ACTIVITY — Please extend the passage on how the Bible portrays the Devil, picking up after its final sentence.

GIVEN TEXT —
________________________________________
Interesting topic because most of what we think the Bible says about the Devil isn't in the Bible at all. It's all later church interpretation and interpolation. For example, in the Old Testament book of Genesis nowhere does it say that it was the Devil that tempted Eve to eat the forbidden fruit (and nowhere does it imply that this fruit was an apple). The culprit is simply referred to as"the serpent" throughout. It's only theologians of a much later age who decided that "serpent" must equal "devil."
We don't really get much (if any) mention of something that could legitimately be called "the Devil" until the New Testament. It does say that when Jesus spent 40 days meditating in the desert, the Devil came to tempt him. But this is a faceless sort of demon, lacking any personality or discernible evil traits.
________________________________________
RECORD EXCERPTS —
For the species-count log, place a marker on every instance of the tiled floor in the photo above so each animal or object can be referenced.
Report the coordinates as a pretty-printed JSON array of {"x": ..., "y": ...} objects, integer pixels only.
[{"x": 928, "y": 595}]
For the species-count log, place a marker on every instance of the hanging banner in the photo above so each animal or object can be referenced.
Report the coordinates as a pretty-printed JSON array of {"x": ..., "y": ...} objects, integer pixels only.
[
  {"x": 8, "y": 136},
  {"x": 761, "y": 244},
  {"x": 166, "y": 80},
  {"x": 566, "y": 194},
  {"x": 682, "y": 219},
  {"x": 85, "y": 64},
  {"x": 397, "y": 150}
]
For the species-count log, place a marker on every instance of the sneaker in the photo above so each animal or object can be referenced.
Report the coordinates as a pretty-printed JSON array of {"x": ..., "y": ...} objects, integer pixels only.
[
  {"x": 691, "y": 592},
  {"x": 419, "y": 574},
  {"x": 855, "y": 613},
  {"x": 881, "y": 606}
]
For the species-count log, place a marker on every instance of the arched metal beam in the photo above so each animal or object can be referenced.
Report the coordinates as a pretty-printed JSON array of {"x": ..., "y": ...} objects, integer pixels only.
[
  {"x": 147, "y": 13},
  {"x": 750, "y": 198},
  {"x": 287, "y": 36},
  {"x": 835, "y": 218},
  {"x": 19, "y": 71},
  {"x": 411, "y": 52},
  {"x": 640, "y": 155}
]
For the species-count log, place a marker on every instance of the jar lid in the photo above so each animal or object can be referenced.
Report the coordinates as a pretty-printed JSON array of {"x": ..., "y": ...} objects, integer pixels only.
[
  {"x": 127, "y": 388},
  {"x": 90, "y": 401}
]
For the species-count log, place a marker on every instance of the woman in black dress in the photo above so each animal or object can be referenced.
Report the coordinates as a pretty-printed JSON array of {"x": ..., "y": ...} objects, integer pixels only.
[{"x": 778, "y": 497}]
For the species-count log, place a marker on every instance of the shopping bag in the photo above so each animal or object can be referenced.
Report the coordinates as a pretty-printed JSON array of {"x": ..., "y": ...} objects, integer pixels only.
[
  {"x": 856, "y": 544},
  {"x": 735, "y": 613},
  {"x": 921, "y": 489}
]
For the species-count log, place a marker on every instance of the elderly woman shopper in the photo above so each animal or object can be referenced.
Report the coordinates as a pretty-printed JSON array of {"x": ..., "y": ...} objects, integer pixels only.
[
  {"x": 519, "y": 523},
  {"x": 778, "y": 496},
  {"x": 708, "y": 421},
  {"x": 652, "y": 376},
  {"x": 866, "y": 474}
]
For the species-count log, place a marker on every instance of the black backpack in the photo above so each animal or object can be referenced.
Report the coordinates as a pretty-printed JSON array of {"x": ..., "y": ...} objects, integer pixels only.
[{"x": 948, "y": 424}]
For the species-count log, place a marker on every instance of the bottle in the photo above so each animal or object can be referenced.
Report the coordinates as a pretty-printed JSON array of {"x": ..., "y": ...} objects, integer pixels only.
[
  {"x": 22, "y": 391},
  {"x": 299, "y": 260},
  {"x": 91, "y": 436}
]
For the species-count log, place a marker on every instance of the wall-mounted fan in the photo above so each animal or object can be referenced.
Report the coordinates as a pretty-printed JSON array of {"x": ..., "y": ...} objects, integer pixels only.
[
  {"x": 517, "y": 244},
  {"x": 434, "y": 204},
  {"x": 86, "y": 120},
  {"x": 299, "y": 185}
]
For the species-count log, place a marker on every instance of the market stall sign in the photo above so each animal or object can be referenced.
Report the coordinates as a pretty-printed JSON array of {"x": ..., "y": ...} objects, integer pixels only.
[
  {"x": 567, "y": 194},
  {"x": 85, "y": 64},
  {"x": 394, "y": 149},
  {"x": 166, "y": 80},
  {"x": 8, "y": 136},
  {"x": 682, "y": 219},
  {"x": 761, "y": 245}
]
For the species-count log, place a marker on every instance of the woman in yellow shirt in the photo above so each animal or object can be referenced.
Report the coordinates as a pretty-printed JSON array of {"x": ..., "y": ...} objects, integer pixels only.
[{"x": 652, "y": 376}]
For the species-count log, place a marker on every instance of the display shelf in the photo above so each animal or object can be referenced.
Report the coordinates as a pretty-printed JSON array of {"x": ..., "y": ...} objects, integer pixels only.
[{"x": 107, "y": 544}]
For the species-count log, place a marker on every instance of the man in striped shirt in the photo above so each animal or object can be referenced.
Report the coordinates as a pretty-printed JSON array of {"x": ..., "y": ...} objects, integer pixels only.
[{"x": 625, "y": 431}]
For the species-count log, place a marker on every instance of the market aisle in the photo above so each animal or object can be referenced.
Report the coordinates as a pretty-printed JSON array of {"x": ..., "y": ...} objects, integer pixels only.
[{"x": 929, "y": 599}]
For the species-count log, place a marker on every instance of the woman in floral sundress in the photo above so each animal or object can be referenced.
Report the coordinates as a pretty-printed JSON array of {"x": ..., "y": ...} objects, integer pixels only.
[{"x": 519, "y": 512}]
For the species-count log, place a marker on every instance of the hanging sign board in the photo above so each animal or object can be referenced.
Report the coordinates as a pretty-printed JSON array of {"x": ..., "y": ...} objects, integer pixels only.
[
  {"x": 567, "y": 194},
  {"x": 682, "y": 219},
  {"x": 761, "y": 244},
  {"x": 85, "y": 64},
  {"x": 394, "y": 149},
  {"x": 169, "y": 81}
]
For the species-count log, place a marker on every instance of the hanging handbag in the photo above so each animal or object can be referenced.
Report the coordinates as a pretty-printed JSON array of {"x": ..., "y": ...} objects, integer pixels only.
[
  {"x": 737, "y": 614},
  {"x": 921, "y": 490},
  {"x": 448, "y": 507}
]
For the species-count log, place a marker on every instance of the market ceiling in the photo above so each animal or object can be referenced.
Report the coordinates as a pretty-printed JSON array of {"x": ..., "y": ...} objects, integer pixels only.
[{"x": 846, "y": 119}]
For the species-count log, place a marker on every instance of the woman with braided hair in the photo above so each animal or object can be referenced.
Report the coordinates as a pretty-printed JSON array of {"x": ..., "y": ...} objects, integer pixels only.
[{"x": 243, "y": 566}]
________________________________________
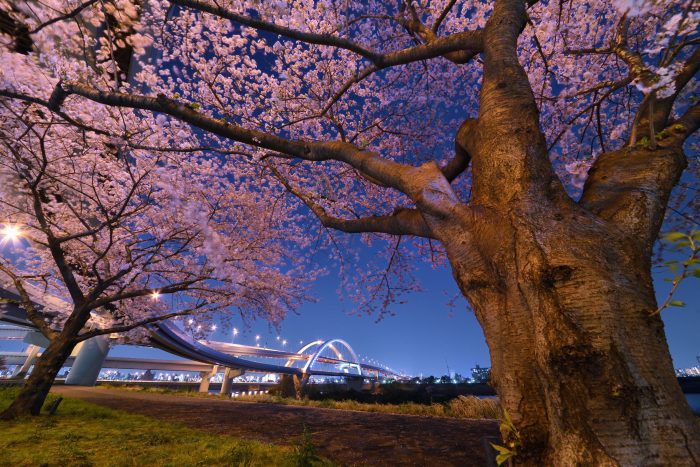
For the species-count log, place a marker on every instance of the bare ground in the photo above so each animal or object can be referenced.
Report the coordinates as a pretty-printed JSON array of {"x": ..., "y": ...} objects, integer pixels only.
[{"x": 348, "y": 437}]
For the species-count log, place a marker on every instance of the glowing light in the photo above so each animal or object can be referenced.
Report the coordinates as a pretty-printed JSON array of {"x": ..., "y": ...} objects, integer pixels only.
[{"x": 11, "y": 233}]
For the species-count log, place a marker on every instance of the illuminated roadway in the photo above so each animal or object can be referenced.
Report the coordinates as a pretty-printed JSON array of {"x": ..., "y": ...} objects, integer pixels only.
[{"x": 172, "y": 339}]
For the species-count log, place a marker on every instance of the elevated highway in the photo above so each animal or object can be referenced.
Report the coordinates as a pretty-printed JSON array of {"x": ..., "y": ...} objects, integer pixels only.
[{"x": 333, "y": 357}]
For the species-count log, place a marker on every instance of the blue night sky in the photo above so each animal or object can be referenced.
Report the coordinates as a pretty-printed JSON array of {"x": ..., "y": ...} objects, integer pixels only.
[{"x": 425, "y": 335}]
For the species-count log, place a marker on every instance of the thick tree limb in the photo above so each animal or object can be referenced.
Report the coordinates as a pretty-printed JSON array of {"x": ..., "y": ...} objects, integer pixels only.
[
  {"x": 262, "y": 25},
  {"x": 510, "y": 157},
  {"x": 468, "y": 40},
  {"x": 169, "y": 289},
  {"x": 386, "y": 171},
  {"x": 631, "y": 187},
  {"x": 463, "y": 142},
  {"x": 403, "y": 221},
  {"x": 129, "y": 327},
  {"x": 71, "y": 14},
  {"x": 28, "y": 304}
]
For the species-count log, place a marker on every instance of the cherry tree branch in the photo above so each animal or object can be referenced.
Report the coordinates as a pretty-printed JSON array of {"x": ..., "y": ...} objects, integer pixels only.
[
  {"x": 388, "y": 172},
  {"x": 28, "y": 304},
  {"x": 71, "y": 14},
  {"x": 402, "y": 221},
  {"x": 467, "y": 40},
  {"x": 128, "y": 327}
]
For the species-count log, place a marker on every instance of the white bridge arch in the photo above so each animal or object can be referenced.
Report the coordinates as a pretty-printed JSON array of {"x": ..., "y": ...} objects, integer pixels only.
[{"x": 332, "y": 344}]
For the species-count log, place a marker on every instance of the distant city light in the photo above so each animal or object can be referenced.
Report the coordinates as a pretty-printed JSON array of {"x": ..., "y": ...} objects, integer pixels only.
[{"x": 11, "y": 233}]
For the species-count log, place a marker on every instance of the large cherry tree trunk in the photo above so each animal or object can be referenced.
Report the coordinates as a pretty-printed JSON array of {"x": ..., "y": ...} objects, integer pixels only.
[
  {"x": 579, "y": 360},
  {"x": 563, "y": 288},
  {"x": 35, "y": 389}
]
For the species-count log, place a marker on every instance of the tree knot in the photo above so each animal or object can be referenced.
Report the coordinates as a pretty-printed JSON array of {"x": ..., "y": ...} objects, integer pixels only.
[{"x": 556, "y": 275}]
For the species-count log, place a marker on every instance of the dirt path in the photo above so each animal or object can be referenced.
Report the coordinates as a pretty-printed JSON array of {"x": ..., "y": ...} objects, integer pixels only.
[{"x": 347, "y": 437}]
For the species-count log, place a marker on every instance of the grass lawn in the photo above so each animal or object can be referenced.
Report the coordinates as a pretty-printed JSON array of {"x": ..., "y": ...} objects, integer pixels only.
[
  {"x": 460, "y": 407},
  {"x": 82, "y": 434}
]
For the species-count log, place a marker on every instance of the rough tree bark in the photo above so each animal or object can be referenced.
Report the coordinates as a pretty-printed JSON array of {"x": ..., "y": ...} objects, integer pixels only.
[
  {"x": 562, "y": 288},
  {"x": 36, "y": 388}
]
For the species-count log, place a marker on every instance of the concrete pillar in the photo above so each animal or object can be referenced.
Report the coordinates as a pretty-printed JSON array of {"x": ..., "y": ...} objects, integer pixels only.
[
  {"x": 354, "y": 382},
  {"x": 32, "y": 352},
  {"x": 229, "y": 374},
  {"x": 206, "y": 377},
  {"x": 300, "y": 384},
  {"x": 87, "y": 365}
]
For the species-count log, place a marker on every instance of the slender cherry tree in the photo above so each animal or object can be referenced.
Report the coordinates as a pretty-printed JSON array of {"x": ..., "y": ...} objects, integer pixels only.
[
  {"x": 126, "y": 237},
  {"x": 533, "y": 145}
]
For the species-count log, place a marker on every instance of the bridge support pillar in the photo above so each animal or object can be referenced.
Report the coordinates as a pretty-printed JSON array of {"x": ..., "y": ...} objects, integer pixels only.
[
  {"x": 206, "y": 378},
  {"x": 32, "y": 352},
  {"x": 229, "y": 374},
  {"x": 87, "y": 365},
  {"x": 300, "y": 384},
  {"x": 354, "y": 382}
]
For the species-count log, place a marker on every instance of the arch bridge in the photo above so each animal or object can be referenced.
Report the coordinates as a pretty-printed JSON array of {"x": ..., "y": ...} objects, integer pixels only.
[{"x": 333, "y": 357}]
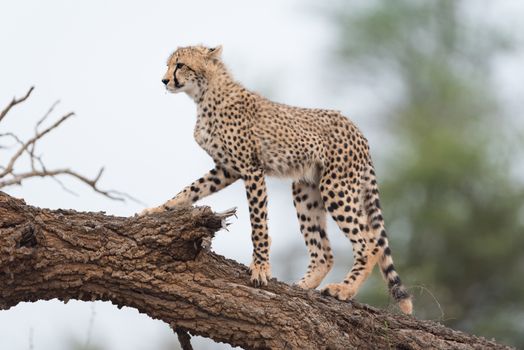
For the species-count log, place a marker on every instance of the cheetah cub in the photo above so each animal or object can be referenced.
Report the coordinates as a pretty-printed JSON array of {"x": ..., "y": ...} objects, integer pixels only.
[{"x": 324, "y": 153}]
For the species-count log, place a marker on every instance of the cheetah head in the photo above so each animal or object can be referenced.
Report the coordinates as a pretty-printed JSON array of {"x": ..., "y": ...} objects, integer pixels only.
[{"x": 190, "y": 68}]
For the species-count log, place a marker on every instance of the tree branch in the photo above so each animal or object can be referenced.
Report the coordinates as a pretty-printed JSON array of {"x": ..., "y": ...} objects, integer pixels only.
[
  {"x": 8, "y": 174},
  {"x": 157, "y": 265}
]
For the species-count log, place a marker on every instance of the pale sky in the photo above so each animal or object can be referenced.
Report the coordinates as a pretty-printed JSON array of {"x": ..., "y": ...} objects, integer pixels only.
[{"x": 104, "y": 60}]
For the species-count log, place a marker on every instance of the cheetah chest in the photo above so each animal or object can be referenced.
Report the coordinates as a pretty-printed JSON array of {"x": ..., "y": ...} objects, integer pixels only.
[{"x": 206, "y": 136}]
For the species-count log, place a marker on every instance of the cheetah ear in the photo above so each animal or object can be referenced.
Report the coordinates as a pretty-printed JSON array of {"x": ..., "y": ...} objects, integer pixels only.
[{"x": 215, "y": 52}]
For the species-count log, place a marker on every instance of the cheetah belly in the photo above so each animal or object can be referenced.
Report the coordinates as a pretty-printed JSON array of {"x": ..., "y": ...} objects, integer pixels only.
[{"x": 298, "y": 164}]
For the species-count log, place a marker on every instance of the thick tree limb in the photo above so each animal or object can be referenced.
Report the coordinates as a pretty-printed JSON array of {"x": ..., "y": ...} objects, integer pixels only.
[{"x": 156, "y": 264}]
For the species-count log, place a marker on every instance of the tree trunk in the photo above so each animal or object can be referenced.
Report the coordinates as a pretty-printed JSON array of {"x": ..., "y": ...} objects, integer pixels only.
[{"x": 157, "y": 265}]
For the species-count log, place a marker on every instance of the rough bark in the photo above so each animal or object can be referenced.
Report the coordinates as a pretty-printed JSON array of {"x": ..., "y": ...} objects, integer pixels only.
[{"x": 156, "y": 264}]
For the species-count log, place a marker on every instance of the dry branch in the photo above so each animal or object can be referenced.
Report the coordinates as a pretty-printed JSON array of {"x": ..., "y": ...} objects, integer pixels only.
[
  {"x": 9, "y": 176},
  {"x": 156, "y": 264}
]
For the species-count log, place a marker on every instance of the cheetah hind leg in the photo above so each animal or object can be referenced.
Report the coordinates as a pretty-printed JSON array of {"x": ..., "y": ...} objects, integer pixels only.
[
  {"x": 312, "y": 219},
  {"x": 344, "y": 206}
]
________________________________________
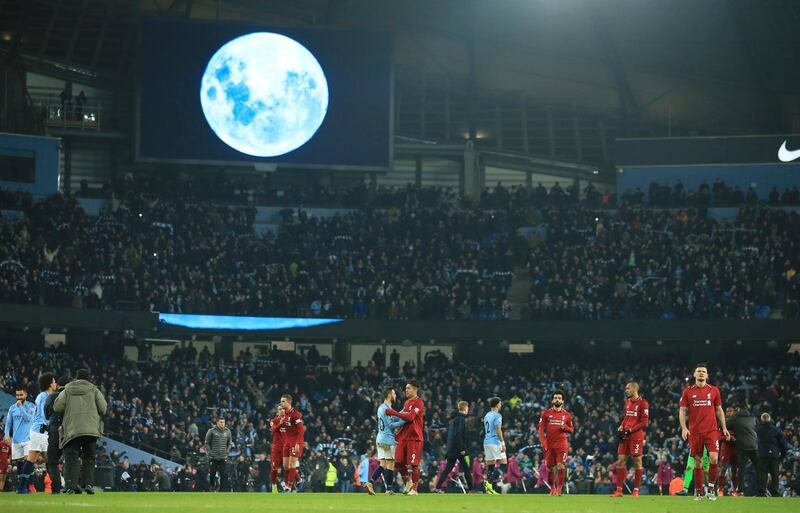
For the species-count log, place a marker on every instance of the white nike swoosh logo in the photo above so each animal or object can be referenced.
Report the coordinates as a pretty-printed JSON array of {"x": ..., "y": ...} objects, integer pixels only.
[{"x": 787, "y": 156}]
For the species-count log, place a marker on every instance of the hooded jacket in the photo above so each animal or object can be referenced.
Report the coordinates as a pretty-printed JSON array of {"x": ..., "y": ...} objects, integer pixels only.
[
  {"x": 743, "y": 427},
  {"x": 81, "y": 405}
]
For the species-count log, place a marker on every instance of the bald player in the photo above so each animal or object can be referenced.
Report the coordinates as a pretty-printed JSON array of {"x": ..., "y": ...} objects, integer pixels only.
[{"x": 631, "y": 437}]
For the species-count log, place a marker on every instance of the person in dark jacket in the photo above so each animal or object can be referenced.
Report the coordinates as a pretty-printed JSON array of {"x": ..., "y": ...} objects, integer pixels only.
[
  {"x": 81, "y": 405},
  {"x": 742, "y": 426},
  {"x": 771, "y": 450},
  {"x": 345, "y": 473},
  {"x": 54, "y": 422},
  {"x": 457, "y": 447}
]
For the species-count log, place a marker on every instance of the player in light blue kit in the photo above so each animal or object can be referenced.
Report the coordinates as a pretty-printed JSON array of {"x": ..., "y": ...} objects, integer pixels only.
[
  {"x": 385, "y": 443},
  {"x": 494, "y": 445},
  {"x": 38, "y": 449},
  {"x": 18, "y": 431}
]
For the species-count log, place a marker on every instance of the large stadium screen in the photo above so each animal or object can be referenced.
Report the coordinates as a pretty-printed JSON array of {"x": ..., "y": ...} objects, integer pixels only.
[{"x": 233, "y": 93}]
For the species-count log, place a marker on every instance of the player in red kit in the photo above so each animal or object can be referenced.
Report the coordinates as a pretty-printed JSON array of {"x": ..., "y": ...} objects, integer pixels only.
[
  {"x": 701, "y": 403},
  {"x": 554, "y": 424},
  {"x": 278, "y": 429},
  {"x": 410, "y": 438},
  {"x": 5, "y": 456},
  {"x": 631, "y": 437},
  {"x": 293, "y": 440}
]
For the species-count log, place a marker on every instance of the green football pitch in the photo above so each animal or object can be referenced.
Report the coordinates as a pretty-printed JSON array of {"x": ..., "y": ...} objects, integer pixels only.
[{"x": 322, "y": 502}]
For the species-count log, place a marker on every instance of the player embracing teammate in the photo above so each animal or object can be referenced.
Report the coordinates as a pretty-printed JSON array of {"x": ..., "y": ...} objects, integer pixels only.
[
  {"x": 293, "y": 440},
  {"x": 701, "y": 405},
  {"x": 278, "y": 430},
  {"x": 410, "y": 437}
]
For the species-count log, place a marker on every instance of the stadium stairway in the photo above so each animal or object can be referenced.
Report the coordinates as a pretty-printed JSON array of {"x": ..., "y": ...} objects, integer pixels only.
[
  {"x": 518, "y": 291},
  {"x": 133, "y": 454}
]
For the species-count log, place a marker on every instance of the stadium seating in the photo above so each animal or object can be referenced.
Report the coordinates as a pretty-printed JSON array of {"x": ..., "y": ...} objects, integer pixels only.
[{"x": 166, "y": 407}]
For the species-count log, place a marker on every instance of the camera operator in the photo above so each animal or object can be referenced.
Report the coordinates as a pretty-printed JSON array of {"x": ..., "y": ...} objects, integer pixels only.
________________________________________
OUTPUT FOR THIS TASK —
The Devil as we know of him is really the invention of the Medieval priesthood. I don't know just where the notion of the tails and horn came in. Maybe Wikipedia has something on that; I'll have to look it up. There is a further problem about identifying the Devil in old Christian writings because they were mostly written in Latin. Now the Latin language largely dispenses with such niceties as definite and indefinite articles, something we're used to seeing in English. So later translators, running across a word like diabolus
in a Latin text had no way of telling whether the original author meant to say "the Devil" or "a devil," referring to an insignificant evil spirit, an imp.